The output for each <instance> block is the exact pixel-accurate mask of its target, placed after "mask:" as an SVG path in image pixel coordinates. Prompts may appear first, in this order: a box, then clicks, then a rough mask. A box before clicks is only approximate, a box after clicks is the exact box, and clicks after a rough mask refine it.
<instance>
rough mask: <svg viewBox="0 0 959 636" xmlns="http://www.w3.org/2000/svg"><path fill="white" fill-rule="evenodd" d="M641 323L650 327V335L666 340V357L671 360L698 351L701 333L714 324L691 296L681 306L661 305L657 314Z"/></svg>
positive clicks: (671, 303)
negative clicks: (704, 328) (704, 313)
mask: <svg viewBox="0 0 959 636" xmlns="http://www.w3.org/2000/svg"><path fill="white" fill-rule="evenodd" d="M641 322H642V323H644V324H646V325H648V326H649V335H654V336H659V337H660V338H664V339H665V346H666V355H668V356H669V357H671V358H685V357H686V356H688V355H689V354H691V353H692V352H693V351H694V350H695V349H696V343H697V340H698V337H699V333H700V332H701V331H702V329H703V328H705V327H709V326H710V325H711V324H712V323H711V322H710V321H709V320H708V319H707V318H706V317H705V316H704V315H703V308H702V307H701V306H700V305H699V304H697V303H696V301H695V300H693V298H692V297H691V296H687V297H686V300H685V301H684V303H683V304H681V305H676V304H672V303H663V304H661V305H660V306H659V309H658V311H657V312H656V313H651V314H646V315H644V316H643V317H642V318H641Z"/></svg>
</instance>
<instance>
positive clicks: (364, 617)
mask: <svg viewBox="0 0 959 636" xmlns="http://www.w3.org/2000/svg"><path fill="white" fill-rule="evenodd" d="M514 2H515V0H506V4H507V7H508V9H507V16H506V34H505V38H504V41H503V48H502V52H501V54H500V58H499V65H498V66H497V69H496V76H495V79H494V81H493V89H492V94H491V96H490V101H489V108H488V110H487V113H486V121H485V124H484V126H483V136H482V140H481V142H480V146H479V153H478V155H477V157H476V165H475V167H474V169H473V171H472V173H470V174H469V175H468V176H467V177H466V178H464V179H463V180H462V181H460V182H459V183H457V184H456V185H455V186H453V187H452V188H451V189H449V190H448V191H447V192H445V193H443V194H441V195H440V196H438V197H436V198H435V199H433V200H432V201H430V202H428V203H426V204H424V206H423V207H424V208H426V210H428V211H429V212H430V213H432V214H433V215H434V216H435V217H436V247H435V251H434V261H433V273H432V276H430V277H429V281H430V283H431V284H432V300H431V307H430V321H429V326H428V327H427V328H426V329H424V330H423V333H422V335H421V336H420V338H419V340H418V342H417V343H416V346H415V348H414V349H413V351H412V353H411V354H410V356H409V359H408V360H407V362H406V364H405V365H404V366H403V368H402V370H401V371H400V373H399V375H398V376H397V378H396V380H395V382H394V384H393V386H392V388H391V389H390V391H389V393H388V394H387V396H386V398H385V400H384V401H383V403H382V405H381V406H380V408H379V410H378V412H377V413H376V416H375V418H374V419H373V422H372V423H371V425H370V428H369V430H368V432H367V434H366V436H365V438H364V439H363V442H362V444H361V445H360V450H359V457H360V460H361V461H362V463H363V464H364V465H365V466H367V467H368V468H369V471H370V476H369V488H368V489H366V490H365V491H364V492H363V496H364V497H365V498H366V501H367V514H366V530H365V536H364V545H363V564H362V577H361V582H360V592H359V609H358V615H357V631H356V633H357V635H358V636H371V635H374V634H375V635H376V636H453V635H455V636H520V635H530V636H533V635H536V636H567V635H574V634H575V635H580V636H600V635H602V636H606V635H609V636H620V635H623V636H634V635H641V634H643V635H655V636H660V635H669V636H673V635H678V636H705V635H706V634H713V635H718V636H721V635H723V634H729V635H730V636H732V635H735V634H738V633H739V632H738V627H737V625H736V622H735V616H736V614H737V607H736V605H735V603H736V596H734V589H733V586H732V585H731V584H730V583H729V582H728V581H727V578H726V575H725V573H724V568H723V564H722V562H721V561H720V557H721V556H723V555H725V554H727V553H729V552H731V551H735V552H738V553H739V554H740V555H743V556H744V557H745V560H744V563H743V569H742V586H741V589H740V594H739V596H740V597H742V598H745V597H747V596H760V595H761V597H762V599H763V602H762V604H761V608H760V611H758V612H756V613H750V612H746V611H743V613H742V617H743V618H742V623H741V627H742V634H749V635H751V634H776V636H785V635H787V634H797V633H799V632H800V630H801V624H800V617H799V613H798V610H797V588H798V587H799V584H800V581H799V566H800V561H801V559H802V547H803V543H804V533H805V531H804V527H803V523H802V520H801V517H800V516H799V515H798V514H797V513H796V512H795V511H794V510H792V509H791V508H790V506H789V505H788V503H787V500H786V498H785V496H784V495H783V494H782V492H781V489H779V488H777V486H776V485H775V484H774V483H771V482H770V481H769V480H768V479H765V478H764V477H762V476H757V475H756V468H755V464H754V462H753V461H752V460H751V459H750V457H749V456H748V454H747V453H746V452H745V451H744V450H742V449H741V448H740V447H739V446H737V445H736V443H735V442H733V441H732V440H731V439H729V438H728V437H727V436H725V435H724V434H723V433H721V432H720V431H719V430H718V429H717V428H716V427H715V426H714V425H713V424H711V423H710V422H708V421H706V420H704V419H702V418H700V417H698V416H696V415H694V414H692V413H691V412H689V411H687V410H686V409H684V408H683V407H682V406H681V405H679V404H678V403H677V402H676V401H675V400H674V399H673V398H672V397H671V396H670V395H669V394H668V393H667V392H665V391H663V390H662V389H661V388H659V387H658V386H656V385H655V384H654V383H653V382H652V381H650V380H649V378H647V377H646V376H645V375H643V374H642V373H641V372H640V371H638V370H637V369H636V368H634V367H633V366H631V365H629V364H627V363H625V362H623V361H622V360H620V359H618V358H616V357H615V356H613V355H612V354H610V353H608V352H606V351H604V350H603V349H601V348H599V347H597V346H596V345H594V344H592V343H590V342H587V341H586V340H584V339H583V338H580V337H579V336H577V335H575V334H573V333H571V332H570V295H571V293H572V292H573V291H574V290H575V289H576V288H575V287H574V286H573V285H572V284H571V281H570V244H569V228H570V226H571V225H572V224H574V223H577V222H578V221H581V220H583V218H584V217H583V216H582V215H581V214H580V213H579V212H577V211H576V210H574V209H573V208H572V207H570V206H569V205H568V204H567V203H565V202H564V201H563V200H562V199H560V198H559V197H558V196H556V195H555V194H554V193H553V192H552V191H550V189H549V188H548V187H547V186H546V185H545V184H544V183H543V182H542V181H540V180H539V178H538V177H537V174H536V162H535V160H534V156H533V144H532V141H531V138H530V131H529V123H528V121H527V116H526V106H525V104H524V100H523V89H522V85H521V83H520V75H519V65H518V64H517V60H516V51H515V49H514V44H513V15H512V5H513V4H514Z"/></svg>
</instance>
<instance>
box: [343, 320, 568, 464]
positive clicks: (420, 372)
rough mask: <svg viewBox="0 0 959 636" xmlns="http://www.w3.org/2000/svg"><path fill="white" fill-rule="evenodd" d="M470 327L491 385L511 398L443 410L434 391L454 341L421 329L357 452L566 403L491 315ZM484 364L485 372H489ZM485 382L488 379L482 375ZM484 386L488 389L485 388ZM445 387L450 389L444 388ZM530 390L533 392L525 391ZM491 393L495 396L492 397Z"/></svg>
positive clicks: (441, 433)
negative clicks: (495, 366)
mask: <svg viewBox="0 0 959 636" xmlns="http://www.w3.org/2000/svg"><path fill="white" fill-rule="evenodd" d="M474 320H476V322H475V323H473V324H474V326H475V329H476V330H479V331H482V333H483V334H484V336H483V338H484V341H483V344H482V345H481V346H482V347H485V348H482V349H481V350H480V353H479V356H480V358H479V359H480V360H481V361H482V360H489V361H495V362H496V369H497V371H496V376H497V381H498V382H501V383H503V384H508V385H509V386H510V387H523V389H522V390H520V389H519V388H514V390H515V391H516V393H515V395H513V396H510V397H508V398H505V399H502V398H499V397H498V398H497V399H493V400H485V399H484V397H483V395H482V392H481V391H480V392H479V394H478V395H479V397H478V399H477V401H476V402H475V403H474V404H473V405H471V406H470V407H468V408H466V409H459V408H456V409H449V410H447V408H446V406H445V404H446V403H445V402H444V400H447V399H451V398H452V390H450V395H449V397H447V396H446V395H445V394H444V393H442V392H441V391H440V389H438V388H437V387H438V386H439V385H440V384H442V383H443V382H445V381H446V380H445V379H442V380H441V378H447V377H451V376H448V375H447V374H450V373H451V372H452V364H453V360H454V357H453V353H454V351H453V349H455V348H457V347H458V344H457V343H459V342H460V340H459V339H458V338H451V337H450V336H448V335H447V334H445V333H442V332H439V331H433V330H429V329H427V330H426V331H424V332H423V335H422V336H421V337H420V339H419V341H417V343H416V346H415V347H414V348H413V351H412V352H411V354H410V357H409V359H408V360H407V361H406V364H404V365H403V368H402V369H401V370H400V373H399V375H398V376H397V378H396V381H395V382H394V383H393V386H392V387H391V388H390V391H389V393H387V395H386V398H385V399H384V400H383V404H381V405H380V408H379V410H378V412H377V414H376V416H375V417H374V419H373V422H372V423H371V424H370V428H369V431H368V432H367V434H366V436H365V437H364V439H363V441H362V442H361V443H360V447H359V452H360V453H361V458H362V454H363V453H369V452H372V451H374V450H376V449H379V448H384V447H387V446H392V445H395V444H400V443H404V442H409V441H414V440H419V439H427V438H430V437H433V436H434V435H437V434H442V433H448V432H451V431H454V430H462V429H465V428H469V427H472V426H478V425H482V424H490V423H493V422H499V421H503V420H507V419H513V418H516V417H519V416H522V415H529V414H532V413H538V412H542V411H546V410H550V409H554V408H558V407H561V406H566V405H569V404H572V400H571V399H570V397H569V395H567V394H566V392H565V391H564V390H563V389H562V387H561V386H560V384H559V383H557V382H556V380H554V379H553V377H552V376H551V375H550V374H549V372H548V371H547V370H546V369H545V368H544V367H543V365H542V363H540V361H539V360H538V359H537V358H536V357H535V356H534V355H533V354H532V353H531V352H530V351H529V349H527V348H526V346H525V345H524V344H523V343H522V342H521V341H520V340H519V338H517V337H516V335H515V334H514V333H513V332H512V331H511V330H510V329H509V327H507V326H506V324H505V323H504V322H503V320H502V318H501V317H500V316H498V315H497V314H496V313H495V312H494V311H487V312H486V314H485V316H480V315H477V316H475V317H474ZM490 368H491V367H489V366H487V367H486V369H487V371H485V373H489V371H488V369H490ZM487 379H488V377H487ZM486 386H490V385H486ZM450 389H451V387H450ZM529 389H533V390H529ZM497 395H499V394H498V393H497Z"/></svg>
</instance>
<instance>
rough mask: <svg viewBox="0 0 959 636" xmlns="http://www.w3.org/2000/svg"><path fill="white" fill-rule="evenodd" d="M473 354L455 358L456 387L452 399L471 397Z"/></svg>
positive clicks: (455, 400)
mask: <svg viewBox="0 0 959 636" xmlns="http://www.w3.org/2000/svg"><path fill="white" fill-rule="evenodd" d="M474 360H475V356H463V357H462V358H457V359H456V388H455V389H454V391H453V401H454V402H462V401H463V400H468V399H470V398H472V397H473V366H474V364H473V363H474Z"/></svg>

.....

§ What to do: Extract from the records above the lines from the one containing "box: [343, 320, 568, 464]" to the one containing "positive clicks: (441, 433)", both lines included, exactly as they appear and with nothing else.

§ Result of this task:
box: [343, 320, 568, 464]
positive clicks: (420, 372)
rough mask: <svg viewBox="0 0 959 636" xmlns="http://www.w3.org/2000/svg"><path fill="white" fill-rule="evenodd" d="M470 327L491 385L511 398L443 410L434 391L454 341L421 329L357 452L566 403L491 315ZM484 364L485 372H489ZM485 382L488 379L482 375ZM484 386L488 389L485 388ZM445 387L450 389L444 388ZM530 390L533 392L525 391ZM491 393L495 396L492 397Z"/></svg>
positive clicks: (441, 433)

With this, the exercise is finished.